■ EXERCISE REQUIREMENTS ■
Reproduce the rows below with every occurrence of "single pin" replaced by "single marker" and all other wording left unchanged. Omit the pictures from the result.

■ DATA TO PROCESS ■
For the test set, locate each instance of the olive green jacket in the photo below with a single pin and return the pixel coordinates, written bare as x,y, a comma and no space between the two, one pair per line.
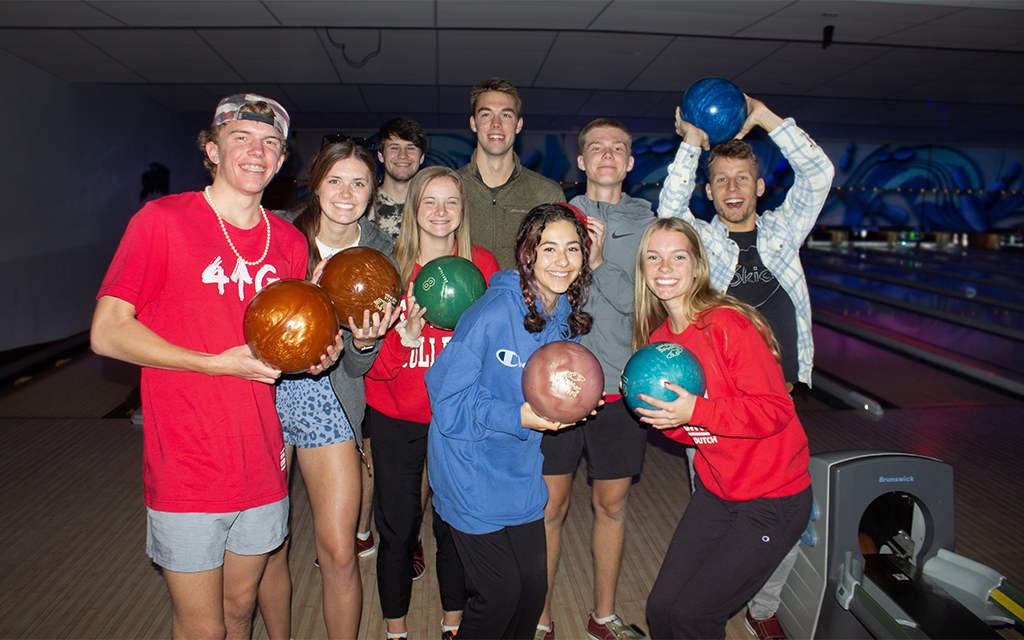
495,220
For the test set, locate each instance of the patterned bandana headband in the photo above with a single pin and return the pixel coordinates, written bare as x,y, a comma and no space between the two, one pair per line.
229,109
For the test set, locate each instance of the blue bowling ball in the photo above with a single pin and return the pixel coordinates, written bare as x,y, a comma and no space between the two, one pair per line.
717,107
648,370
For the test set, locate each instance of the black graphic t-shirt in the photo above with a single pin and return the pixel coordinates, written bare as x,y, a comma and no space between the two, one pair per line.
756,286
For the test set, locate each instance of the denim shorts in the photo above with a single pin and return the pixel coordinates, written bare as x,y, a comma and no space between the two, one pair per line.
310,413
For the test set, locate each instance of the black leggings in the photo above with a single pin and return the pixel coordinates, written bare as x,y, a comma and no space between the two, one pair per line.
399,451
722,552
507,578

■ COMPLETED EXERCISE ■
For the test set, locate each instance of the olive green jacket in the photo below with a single marker and return the pixel coordinates, written bare as x,y, a comma and no space between the two, one pair per line.
495,220
For the test set, locate each instance of the patterned bandana headband in the photo above with a single marker and return the pixel coordinates, written bare as x,y, a comma and no space between the two, one pair per line.
229,109
For the test set, locate each instance of the blue bowling ball in the photo above with a single marker and return the pixel coordinates, written bare as x,y, a comma and no space between the two, one pair per line.
717,107
648,370
For the test set, locate each instance of the black graphic t-shirt in the photo above with a single marker and return the pixel coordinates, written bare as x,y, a comma and no space between the two, one pair per line.
756,286
For the test set, locate each instance of the denim shorts in the photo above with a single marker and return the pixel coordinates, written bare as x,y, a comma and no space between the two, one pair per line.
310,413
For the test set, locate each instance of the black leggings in the photo above with a single marker and return the pixel coordinates, written bare as x,y, a comma and no space between the two, one pair per line.
399,451
722,552
507,578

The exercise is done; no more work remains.